**DIRECTIONS:** Only the line containing "Note: mark the carved stone flames" and the lines after it, through the end of the data below, are to be returned, each exactly as it stands.

**DATA TO PROCESS:**
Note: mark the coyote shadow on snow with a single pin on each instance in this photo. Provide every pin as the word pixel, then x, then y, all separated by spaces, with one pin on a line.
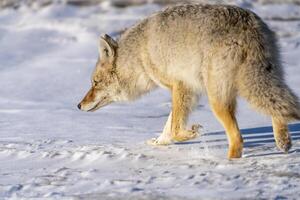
pixel 253 137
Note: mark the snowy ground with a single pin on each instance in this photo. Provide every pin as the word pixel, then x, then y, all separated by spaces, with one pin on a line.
pixel 50 150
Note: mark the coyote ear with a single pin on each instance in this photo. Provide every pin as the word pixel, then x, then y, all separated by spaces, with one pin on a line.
pixel 107 48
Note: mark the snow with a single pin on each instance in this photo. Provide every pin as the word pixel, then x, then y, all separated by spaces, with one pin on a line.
pixel 51 150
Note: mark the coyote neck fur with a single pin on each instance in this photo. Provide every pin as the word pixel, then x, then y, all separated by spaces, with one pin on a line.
pixel 133 79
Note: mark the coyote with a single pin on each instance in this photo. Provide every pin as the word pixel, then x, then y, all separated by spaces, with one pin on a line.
pixel 219 50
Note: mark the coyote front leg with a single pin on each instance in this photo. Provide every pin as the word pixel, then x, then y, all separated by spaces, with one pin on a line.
pixel 183 101
pixel 166 137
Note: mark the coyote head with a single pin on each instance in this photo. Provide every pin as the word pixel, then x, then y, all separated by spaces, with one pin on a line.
pixel 105 84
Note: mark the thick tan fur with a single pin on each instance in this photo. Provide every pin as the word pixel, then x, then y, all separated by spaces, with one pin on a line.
pixel 219 50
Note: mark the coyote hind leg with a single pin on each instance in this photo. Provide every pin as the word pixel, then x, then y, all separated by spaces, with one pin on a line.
pixel 281 135
pixel 183 101
pixel 226 115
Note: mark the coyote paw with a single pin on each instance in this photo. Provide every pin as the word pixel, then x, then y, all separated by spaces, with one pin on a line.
pixel 284 143
pixel 159 141
pixel 185 135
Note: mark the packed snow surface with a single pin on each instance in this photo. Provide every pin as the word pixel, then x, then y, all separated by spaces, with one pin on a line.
pixel 49 149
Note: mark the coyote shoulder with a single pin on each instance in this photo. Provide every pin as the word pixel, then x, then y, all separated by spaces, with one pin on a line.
pixel 219 50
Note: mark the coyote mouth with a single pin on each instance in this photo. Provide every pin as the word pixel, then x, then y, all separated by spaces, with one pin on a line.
pixel 98 105
pixel 95 107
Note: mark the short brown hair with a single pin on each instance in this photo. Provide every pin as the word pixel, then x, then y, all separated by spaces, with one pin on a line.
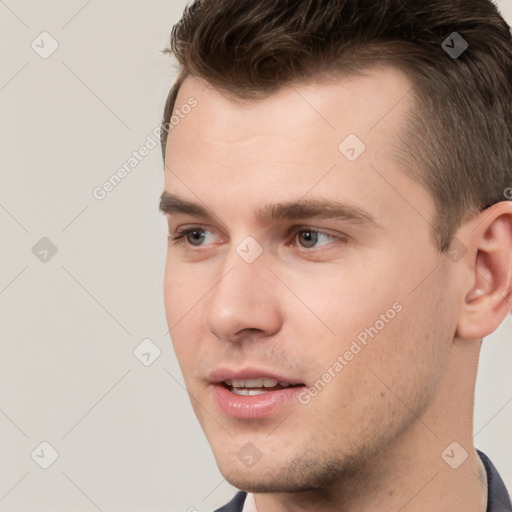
pixel 458 141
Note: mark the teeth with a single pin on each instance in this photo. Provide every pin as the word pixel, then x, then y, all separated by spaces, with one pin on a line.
pixel 255 383
pixel 247 392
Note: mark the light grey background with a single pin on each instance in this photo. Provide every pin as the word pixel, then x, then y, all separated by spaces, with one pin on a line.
pixel 125 433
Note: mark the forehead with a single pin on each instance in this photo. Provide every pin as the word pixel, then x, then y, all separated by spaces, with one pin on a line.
pixel 332 136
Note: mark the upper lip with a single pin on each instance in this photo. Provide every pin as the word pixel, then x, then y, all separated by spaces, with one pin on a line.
pixel 222 374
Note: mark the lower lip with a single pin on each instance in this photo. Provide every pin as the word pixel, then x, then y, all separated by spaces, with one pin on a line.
pixel 253 406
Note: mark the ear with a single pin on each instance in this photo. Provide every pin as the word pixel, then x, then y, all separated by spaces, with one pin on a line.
pixel 489 299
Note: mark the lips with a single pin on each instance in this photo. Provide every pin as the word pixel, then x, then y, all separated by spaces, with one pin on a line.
pixel 251 393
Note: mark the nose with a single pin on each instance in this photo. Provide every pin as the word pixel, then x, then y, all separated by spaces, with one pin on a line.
pixel 244 303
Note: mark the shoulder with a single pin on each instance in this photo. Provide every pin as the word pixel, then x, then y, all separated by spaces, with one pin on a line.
pixel 498 497
pixel 236 504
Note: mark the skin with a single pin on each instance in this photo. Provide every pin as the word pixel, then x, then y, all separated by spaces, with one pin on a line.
pixel 372 439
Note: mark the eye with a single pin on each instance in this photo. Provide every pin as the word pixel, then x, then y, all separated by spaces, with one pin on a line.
pixel 310 237
pixel 192 236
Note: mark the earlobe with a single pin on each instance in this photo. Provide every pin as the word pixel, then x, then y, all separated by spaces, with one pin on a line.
pixel 488 301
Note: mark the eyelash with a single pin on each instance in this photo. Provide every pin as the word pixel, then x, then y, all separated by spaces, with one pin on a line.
pixel 180 237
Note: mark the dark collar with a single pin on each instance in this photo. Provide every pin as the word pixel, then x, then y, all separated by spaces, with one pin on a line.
pixel 498 499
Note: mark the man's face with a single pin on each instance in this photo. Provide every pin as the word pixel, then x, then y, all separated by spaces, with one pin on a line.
pixel 353 314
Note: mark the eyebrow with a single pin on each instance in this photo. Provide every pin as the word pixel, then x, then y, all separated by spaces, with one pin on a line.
pixel 171 204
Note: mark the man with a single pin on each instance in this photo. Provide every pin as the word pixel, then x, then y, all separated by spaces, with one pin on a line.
pixel 337 179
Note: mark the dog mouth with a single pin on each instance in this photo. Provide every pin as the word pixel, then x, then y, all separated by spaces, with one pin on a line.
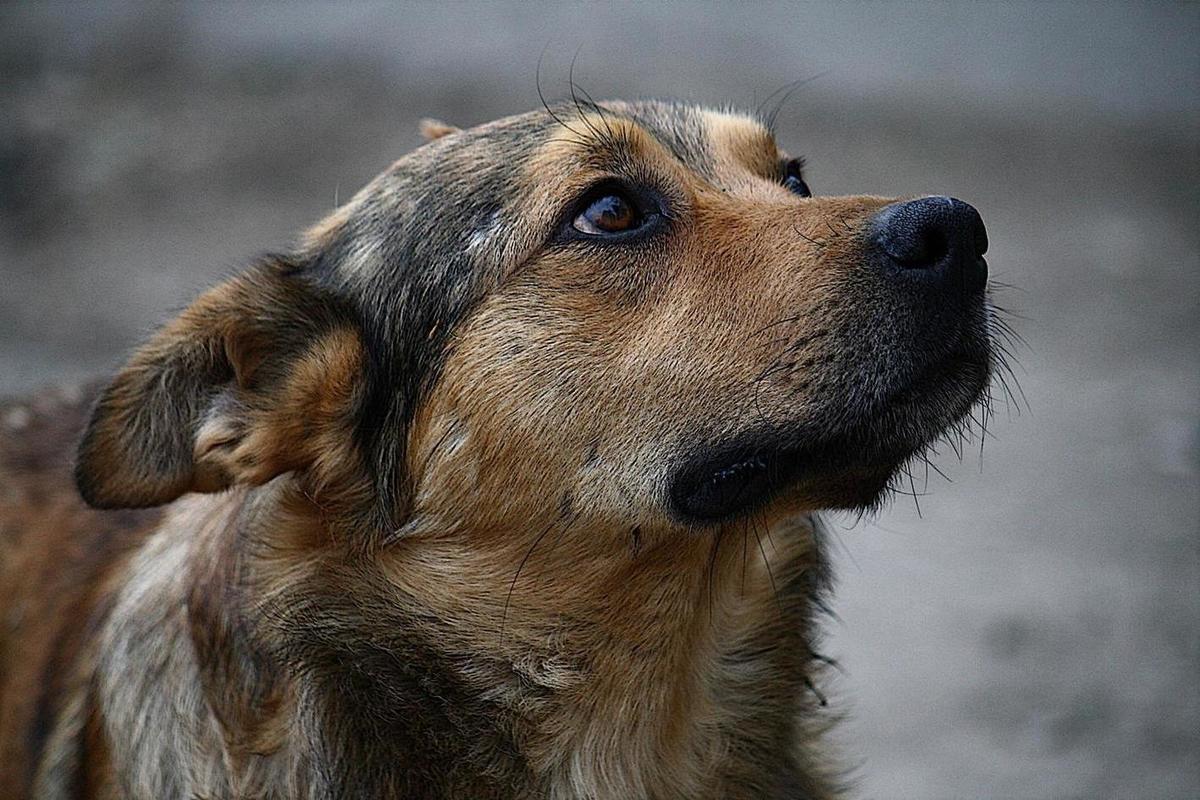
pixel 847 468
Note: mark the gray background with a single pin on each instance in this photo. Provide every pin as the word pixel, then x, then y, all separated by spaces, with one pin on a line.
pixel 1035 631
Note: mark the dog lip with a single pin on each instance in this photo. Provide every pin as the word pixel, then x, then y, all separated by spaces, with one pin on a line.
pixel 731 480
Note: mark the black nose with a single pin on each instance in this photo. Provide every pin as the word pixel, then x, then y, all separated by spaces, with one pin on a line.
pixel 937 239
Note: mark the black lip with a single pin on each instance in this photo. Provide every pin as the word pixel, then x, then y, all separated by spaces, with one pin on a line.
pixel 735 479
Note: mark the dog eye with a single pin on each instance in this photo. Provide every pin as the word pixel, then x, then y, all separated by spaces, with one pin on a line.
pixel 610 214
pixel 793 181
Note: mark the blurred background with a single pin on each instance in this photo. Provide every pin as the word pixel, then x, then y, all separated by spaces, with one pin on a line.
pixel 1033 630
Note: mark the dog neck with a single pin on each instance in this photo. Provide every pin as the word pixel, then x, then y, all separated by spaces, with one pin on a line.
pixel 569 660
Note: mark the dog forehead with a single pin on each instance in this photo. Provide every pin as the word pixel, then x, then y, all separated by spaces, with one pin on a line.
pixel 712 143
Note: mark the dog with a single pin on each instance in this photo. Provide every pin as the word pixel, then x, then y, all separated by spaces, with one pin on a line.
pixel 502 483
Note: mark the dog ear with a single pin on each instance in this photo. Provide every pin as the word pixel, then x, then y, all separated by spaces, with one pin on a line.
pixel 433 128
pixel 261 376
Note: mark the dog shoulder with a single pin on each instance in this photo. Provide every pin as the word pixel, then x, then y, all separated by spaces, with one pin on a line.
pixel 57 557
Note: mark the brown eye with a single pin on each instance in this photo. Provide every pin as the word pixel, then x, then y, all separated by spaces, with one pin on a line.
pixel 611 214
pixel 793 180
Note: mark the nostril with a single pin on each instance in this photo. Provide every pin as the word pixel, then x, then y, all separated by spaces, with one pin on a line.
pixel 934 238
pixel 919 251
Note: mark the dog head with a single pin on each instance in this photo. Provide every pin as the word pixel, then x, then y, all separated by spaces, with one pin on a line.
pixel 634 313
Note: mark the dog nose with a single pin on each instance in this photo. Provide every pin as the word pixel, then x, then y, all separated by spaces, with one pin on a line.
pixel 935 238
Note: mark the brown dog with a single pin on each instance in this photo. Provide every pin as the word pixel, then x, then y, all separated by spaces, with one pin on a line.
pixel 501 486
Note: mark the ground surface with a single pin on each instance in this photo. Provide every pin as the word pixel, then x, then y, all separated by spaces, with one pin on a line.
pixel 1036 631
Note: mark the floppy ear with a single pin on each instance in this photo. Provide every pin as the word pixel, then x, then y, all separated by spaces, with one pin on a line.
pixel 261 376
pixel 433 128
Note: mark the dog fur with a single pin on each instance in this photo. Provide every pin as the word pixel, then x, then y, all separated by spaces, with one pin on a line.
pixel 388 516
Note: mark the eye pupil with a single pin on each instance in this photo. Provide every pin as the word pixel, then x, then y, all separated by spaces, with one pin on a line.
pixel 793 181
pixel 607 215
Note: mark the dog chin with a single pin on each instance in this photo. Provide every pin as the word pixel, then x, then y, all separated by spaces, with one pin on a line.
pixel 803 469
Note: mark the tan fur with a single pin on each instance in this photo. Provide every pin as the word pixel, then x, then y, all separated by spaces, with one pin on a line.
pixel 507 611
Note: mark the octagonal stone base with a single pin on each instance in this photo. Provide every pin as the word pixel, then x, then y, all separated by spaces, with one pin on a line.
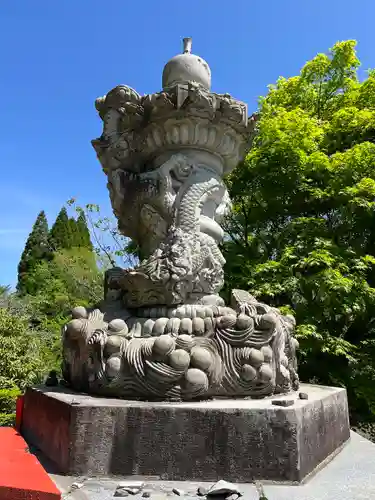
pixel 239 440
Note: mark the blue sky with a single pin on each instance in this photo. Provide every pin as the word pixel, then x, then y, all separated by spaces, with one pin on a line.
pixel 57 57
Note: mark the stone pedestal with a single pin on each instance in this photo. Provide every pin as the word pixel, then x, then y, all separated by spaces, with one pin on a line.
pixel 240 440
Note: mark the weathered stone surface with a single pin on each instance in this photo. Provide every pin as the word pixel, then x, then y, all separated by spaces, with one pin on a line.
pixel 238 439
pixel 165 155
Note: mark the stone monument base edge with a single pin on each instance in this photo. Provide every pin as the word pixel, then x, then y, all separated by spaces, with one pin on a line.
pixel 281 439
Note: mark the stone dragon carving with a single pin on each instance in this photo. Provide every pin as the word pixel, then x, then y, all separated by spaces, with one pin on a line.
pixel 163 332
pixel 198 352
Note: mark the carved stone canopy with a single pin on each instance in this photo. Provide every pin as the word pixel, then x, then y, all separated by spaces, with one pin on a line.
pixel 137 130
pixel 163 331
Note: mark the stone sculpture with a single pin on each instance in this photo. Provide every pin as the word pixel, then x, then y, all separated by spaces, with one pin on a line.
pixel 163 331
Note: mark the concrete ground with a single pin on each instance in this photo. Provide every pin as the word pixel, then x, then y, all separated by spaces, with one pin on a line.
pixel 349 476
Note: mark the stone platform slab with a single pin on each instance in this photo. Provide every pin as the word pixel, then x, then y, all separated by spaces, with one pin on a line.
pixel 244 440
pixel 349 476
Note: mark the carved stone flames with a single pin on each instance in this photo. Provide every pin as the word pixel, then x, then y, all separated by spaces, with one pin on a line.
pixel 164 332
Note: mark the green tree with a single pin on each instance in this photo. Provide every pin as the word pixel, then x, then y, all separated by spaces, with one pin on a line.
pixel 60 234
pixel 302 233
pixel 84 238
pixel 23 360
pixel 36 250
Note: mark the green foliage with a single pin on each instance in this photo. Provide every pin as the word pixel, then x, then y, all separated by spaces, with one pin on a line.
pixel 22 361
pixel 61 232
pixel 36 250
pixel 67 232
pixel 302 234
pixel 111 247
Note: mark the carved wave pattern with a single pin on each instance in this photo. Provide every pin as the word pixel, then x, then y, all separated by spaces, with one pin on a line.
pixel 242 358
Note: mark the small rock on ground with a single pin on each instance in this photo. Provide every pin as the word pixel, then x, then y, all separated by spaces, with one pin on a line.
pixel 202 491
pixel 178 492
pixel 223 488
pixel 283 402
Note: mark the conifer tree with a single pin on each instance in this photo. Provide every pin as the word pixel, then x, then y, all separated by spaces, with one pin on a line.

**WRITTEN SOLUTION:**
Note: mark the carved stone flames with a single pin on each instance in this photo. Provide every pin as the word pixel, then x, then y, all separated by spaces, with one pin on a line.
pixel 164 332
Note: mark the green tree with a single pin on each instance in this photo. Provide every pin as the word pixel, then x, then y, all separated by spaces, with one pin on a line.
pixel 60 234
pixel 302 233
pixel 84 238
pixel 23 360
pixel 36 250
Note: mark the green foliage with a single pin on each instance in this photo. Provide every pin as the word pixel, then x, then y, all separated by spaces, with one pin on a line.
pixel 22 361
pixel 61 232
pixel 36 250
pixel 67 232
pixel 302 234
pixel 111 247
Note: mark the carved wave pattern with a single pin on each instance in this photo. Provide every pin as the word pixel, then x, then y, all separated by spaces, with one pin on a line.
pixel 242 358
Note: mark the small rock on ground with a single pin on each instance in this photo. Provide every pin as the word pixel, then x, then y, all separated by spaces, with one pin on a line.
pixel 202 491
pixel 178 492
pixel 223 488
pixel 283 402
Note: mark the conifer tree with a single pin on each instance in this photo. Provide every pin as the word pixel, then x, then y, all separated by spaces, with one pin on a line.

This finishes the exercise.